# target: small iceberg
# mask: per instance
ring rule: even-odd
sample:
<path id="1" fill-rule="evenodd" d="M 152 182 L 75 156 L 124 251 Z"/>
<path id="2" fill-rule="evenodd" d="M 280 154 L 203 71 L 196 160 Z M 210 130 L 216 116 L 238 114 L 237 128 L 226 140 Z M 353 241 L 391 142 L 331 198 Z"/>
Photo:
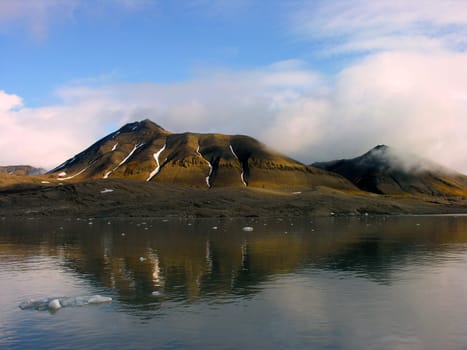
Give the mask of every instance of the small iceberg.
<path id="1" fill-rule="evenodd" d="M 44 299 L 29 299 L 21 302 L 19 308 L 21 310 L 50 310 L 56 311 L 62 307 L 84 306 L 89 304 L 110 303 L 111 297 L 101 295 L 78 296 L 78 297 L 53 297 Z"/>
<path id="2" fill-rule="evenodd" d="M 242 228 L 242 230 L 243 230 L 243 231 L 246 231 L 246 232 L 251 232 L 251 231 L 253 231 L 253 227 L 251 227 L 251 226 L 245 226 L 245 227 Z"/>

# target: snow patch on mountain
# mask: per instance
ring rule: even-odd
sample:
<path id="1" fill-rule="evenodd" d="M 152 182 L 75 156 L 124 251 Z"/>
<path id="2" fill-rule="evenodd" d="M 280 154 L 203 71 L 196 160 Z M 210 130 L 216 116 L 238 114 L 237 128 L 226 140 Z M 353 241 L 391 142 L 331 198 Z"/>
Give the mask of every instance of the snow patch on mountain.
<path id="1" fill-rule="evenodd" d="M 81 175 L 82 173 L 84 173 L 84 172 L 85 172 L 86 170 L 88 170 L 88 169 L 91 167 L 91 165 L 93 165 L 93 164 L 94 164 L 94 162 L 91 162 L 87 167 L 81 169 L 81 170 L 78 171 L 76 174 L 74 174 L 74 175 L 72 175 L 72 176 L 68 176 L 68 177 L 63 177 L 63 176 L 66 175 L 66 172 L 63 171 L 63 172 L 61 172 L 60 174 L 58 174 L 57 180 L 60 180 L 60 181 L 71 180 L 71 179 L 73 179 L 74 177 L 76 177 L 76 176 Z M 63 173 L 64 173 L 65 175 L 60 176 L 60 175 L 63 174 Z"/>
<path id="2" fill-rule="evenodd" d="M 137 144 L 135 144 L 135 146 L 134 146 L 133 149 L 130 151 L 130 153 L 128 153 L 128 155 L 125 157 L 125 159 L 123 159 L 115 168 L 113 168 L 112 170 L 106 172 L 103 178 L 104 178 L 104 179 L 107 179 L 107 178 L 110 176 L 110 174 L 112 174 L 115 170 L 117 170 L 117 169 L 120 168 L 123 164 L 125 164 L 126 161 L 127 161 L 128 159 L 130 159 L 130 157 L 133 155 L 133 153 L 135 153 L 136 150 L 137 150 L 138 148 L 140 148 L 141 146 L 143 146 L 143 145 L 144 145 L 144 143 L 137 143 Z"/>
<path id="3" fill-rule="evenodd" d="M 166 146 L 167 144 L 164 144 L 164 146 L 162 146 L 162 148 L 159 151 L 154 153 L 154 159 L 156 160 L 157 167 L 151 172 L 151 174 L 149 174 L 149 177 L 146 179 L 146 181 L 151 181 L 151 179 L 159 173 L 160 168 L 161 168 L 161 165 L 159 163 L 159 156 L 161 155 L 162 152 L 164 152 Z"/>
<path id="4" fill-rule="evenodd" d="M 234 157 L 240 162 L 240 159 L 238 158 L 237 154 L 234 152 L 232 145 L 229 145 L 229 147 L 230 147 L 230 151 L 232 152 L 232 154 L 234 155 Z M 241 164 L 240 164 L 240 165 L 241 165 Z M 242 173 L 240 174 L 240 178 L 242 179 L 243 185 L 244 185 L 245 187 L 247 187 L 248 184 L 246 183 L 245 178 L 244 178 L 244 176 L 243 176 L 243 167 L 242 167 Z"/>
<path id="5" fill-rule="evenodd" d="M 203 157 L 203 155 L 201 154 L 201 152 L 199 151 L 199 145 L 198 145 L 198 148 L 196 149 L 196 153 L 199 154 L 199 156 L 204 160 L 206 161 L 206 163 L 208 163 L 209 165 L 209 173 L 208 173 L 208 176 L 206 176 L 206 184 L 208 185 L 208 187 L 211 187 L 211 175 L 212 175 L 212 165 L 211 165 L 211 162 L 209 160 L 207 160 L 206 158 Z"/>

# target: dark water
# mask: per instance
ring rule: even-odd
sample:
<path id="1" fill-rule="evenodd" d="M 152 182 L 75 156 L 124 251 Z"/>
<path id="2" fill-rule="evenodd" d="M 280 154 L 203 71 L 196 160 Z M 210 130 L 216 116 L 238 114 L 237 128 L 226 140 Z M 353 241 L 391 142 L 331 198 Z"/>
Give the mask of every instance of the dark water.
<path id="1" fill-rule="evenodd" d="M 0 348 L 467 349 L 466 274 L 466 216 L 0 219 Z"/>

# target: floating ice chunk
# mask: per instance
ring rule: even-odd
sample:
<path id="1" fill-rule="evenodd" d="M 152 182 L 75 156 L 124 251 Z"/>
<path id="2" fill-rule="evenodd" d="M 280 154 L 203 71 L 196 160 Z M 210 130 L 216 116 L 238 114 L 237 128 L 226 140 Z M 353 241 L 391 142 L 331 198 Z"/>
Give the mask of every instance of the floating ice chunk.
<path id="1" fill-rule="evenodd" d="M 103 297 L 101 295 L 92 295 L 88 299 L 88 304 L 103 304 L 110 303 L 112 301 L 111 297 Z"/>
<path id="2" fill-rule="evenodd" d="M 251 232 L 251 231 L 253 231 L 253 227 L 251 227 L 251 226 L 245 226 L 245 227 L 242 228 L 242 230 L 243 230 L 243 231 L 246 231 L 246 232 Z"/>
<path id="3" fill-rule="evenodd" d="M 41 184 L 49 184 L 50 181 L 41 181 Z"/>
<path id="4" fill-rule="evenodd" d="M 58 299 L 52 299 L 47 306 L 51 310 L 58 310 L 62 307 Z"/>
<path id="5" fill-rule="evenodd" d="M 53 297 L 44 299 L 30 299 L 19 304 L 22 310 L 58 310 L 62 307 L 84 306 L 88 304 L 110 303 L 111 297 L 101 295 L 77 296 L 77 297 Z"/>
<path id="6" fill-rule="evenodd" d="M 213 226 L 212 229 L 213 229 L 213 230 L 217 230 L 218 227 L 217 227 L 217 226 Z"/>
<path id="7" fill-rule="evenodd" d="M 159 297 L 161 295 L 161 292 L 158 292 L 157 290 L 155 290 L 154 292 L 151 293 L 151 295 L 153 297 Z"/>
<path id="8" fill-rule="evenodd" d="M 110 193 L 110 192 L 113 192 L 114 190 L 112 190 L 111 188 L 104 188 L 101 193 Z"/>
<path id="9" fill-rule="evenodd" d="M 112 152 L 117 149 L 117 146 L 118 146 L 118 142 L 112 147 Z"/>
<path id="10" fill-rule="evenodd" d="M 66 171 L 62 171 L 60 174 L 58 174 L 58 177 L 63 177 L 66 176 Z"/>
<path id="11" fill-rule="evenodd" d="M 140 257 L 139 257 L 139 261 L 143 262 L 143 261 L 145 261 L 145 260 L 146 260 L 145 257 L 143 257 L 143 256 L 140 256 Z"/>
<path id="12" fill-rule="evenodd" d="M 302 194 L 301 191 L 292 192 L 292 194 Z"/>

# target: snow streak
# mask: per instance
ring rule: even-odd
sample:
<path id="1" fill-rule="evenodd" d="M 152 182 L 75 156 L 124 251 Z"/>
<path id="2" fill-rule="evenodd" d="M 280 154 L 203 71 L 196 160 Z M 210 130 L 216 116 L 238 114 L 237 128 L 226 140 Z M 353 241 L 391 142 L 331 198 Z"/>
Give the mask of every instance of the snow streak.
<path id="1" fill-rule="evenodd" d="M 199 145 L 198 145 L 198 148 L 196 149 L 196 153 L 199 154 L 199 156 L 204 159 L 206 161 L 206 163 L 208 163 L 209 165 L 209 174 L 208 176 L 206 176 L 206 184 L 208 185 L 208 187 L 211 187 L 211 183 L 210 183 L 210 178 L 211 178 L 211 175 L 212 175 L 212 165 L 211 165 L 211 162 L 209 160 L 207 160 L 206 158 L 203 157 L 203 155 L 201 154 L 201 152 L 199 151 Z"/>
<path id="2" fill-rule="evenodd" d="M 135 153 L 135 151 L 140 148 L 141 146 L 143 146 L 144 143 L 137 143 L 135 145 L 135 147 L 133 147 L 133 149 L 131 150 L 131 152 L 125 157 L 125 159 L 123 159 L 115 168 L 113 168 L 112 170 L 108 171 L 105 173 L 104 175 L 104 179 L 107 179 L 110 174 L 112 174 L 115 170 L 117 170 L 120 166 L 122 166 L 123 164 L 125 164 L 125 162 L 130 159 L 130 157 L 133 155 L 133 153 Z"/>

_Problem_
A complete answer reproduces every line of the records in which the word "target" occurs.

_Output of the task_
# target: small iceberg
# target: snow patch on mountain
# target: dark water
# target: floating ice chunk
# target: snow streak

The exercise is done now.